[What to do]:
Reproduce word for word everything in the obituary below from "Anthony David Barnes" down to "malignant brain tumour.".

[Quoted passage]:
Anthony David Barnes
By John Buckels (M 1972) and Malcolm Simms
Former consultant surgeon Queen Elizabeth Hospital Birmingham (b 1932; q Birmingham 1958; MB ChB FRCS ChM) died XX April 2016 of a primary malignant brain tumour.
Tony Barnes was in the vanguard of renal transplantation in the UK and made major contributions to the establishment of the specialty. As a teenager during WW2 he was evacuated to the East Grinstead area, where burnt airmen were benefitting from pioneering plastic surgery. This influenced his choice of the genetics of skin allograft rejection for a BSc project during his medical undergraduate training in Birmingham. After graduating he studied allograft rejection at East Grinstead with Sir Peter Medawar, encouraged by Sir Solly Zuckerman, Professor of Anatomy in Birmingham. Both encouraged a scientific career but Tony was committed to surgical training and progressed rapidly to a lectureship in the Department of Surgery at Birmingham under Pon d’Abreu. Renal transplantation had not yet reached the Midlands though a dialysis programme was established. After visits to Boston and later Cambridge and St Mary’s, Tony resolved to introduce a transplantation programme to Birmingham. In 1967 whilst still a lecturer, having identified a potential first recipient, he was called to a recently deceased donor at a local hospital and duly returned to the Queen Elizabeth Hospital with 2 kidneys. With Professor d’Abreu away, he had to persuade his consultant seniors to proceed with the transplant. Ultimately this was a team effort with Geoffrey Slaney performing the arterial anastomosis, Frank Ashton the venous and Paul Dawson-Edwards the ureteric, leaving Tony to sew up the skin.

[Data supplied]:
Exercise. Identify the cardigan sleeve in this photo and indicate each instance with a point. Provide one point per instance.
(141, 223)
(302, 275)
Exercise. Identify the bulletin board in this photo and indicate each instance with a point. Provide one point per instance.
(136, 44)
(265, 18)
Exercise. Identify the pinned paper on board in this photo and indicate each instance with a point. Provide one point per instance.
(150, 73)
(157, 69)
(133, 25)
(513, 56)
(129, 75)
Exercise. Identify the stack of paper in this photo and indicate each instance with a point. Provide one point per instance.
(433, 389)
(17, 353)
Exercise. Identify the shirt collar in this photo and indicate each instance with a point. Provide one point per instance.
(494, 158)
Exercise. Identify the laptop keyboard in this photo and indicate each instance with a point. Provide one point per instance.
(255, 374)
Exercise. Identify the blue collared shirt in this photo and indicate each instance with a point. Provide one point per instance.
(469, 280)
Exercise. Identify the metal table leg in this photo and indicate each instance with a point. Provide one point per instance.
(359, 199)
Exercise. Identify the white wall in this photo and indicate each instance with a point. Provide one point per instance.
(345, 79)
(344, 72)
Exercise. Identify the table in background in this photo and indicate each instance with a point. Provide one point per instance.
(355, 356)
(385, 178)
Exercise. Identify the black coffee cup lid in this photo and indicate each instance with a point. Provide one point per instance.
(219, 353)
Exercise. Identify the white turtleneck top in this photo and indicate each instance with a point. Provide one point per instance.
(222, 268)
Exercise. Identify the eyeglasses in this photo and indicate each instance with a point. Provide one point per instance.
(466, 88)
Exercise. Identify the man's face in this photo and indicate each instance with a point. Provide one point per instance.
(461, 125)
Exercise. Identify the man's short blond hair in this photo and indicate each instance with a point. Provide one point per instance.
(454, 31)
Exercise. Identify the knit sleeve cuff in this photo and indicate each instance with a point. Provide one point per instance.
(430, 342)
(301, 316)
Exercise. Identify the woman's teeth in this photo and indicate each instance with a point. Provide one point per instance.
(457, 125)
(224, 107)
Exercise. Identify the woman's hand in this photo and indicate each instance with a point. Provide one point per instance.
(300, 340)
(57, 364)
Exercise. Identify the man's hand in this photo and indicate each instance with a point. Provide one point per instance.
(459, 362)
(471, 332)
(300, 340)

[Result of this exercise]:
Anthony David Barnes
By John Buckels (M 1972) and Malcolm Simms
Former consultant surgeon Queen Elizabeth Hospital Birmingham (b 1932; q Birmingham 1958; MB ChB FRCS ChM) died XX April 2016 of a primary malignant brain tumour.